* Problem description
Give an exact transcription of every line, dropping the images.

* Entries supplied

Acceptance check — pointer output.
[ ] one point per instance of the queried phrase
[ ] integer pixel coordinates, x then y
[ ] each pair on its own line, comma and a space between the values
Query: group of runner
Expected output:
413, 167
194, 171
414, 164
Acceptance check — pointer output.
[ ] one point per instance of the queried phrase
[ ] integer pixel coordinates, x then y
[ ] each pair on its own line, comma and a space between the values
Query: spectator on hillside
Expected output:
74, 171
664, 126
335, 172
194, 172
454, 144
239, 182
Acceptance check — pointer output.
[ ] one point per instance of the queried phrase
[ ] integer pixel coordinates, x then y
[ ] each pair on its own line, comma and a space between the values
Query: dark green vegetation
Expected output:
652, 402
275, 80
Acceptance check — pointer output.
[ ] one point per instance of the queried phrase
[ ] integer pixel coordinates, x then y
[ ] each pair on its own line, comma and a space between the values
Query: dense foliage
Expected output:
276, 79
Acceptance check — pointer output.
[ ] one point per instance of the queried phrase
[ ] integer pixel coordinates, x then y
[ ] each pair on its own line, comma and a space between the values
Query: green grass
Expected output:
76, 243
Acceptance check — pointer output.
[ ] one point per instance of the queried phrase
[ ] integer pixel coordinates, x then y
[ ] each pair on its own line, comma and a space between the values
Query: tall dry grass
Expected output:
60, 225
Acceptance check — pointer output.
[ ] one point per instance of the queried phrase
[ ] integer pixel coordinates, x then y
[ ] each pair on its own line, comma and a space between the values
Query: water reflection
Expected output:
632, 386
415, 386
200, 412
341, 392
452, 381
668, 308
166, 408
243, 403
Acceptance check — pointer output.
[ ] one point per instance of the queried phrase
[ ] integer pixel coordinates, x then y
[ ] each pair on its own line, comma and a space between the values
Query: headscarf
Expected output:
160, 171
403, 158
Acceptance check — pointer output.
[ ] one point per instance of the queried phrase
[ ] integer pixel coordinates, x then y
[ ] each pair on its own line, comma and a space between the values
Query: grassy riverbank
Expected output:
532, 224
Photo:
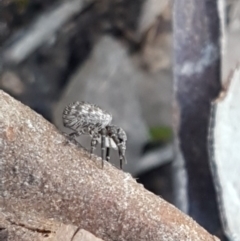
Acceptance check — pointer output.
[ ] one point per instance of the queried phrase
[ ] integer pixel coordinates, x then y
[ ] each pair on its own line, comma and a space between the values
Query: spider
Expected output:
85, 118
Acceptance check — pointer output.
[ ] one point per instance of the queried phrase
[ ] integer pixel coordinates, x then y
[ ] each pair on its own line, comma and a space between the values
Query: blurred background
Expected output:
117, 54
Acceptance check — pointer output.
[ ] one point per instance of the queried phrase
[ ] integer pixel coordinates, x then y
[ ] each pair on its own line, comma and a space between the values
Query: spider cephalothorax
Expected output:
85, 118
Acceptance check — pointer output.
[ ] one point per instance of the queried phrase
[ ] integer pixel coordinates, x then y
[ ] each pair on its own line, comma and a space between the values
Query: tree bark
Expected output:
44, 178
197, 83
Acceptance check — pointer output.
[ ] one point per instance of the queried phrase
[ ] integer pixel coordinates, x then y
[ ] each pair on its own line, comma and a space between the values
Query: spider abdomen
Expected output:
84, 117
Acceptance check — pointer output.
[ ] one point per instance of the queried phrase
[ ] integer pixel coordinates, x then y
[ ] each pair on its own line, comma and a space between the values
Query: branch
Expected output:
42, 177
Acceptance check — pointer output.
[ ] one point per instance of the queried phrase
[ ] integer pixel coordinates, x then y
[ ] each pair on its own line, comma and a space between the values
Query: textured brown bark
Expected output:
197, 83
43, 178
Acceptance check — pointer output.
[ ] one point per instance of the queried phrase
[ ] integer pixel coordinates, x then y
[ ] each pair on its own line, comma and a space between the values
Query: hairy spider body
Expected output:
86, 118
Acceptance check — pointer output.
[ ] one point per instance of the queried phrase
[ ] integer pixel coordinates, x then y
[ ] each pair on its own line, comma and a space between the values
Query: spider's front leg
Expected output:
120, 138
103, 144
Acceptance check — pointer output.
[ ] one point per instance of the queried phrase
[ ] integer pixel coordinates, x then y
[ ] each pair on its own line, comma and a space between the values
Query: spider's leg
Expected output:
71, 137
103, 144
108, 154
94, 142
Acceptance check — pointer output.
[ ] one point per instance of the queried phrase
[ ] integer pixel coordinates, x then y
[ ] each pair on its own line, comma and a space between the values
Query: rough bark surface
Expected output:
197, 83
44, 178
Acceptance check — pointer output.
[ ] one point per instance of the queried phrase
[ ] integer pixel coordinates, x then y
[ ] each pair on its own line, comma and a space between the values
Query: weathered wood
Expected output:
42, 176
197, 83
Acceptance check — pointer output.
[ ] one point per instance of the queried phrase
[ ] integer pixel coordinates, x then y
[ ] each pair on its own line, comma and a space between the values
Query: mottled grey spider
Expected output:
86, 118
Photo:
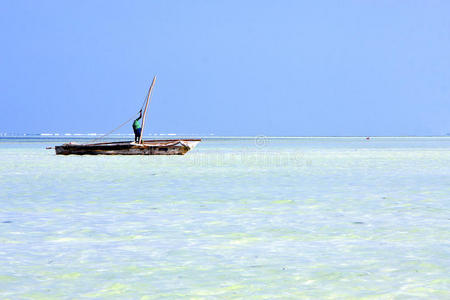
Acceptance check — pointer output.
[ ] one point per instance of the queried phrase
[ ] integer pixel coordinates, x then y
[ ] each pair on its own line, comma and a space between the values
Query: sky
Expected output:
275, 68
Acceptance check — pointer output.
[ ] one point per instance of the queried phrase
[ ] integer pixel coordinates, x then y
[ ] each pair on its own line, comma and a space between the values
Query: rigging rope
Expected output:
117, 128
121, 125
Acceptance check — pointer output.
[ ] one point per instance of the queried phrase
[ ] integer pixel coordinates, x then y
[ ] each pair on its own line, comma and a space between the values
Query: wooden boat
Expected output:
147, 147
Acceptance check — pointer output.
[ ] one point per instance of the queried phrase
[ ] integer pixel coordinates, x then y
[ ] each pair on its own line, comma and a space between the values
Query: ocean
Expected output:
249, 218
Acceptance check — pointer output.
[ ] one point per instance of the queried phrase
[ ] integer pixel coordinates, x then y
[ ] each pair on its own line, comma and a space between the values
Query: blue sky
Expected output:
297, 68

* Written response
Acceptance check — pointer output.
[ ] one point per instance of the queried phrase
[ ] integer pixel coordinates, x then y
[ ] each pair on its own line, comma and a space between the values
Query: group of runner
Expected output:
413, 167
194, 171
414, 164
Acceptance check — pointer output.
[ ] one point per instance of the queried phrase
[ ] integer pixel coordinates, x then y
[ ] each pair on its own line, comma and a space between the values
Query: spectator on hillside
Expected output:
74, 171
664, 126
335, 172
194, 172
454, 144
239, 182
Acceptance check — pointer output.
[ ] one point per instance of the queried phrase
[ ] integer pixel coordinates, x then y
[ ] each pair on its own line, comma and a space between the values
Query: dark green vegetation
Expected output:
652, 402
275, 80
Acceptance check — pointer output.
[ ] one point per instance of the queried phrase
[ ] integer pixel coordinates, x then y
[ ] each pair on its own line, comma and a space between the values
Query: dense foliage
Expected output:
276, 79
Acceptance check — pointer output.
[ ] one point per instance of the queried phrase
[ ] integer pixel coordinates, x then y
[ ] each pair on its own line, comma and a space between the values
Query: green grass
Expected output:
76, 243
Acceptance check — pointer output.
[ ] one point per instance of the queried phrase
[ ] integer pixel coordinates, x then y
[ ] each pair on its own line, comma and a space between the values
Query: tall dry grass
Expected output:
60, 225
Acceptance check — pointer output.
[ ] one point per instance of the queried phrase
[ ] integer pixel coordinates, x then y
[ ] each pair on its own line, comma and a space between the values
Query: water reflection
Expected output:
632, 386
415, 386
200, 412
341, 392
452, 381
668, 308
166, 408
243, 403
Acceptance check — pointer output.
[ ] one point per instance of the queried phrase
[ ] integer pixel coordinates, x then y
[ ] each pair on its own line, comma and a space between the values
Query: headscarf
Expected output:
160, 171
403, 158
Acceptance check — pointer output.
[ ] one point per instance of the queried phrase
[ ] integer pixel coordinates, x then y
[ ] each pair on its own line, comma and a space between the values
Query: grassy riverbank
Expected output:
532, 224
Photo:
Acceptance check — pointer output.
[ ] one point per instance of the queried phrase
[ ] integer pixel coordinates, x then y
[ ] each pair on its own line, comma and a space between the values
Query: spider
Expected output:
85, 118
Acceptance check — pointer output.
[ ] one point per instance of the queried phrase
[ ] integer pixel coordinates, x then y
[ ] each pair on its own line, comma and a space between the values
Query: blurred background
Expected output:
117, 54
Acceptance check — pointer output.
[ ] one point per instance of the queried phrase
[ ] integer pixel coordinates, x then y
[ ] each pair on its own line, comma and a space between the values
Query: spider cephalothorax
Expected output:
85, 118
Acceptance check — pointer output.
[ ] one point per instance of the queried phrase
[ ] integer pixel coordinates, x then y
[ ] each pair on its own line, comma and a space between the values
Query: tree bark
Expected output:
44, 178
197, 83
Acceptance check — pointer output.
[ ] one point per instance of the queried phrase
[ ] integer pixel coordinates, x then y
[ ] each pair on its own line, comma and a space between the values
Query: spider abdomen
Expected output:
84, 117
Acceptance check — pointer output.
[ ] one point per instance of the queried phrase
[ ] integer pixel coordinates, x then y
[ ] each pair on its own line, comma and a space between the values
Query: branch
Expected output:
42, 177
Acceptance check — pointer output.
[ ] one point per instance of the queried phrase
[ ] integer pixel coordinates, x then y
[ ] each pair on its own line, comma and a space between the values
Query: textured brown bark
Expected output:
197, 83
43, 178
Acceptance check — pointer output.
[ ] one point per instance of the queried phrase
[ ] integer pixel coordinates, x then y
[ ] each pair on its own line, comma and a space between the values
Query: hairy spider body
Expected output:
86, 118
Acceptance check — pointer output.
[ ] one point per instance of the queried phrase
[ ] integer pixel coordinates, x then y
[ ] each pair on its own line, comma and a space between the values
Query: spider's front leg
Expected output:
120, 138
103, 144
Acceptance check — pointer output.
[ ] one point per instance of the queried phrase
[ ] integer pixel coordinates, x then y
[ ] each pair on its own line, comma and a space between the values
Query: spider's leg
Expected output:
71, 137
103, 144
108, 154
94, 142
Acceptance check — pointer output.
[ ] one point per instance of the queried phrase
[ ] integer pixel coordinates, x then y
[ ] each pair on its own line, comma and a space between the values
Query: rough bark surface
Expected output:
197, 83
44, 178
Acceptance check — pointer output.
[ ] one point per instance of the queried phrase
[ ] integer pixel coordinates, x then y
[ ] each pair on its own line, comma and a space between the values
Query: weathered wood
Expected output:
42, 176
197, 83
Acceptance check — pointer output.
[ ] one point per instance of the queried phrase
[ ] integer pixel coordinates, x then y
[ ] each pair on its own line, comma and a space between the values
Query: mottled grey spider
Expected output:
86, 118
Photo:
Acceptance check — pointer output.
[ ] one point per instance of the queried phrase
[ ] integer pixel coordinates, x then y
[ ] each pair on its own line, comma and a space between the values
Query: sky
Expected output:
275, 68
Acceptance check — pointer output.
[ ] one point per instance of the queried phrase
[ ] integer pixel coordinates, x then y
[ ] each pair on its own line, comma and a space between the values
Query: rigging rope
Expected output:
117, 128
121, 125
Acceptance check — pointer output.
[ ] one point per instance of the queried phrase
[ ] integer pixel coordinates, x then y
[ ] each pair on its own line, comma and a space between the values
Query: wooden boat
Expected output:
147, 147
Acceptance check — pointer output.
[ ] one point per instance of the queried phrase
[ ] integer pixel coordinates, x then y
[ ] each pair on its own line, comma and a space between the values
Query: ocean
Expected output:
249, 218
Acceptance check — pointer output.
[ ] one point per instance of the queried phrase
[ ] integer pixel coordinates, x then y
[ ] each pair on its own line, comma and a space between the values
Query: blue sky
Expected output:
297, 68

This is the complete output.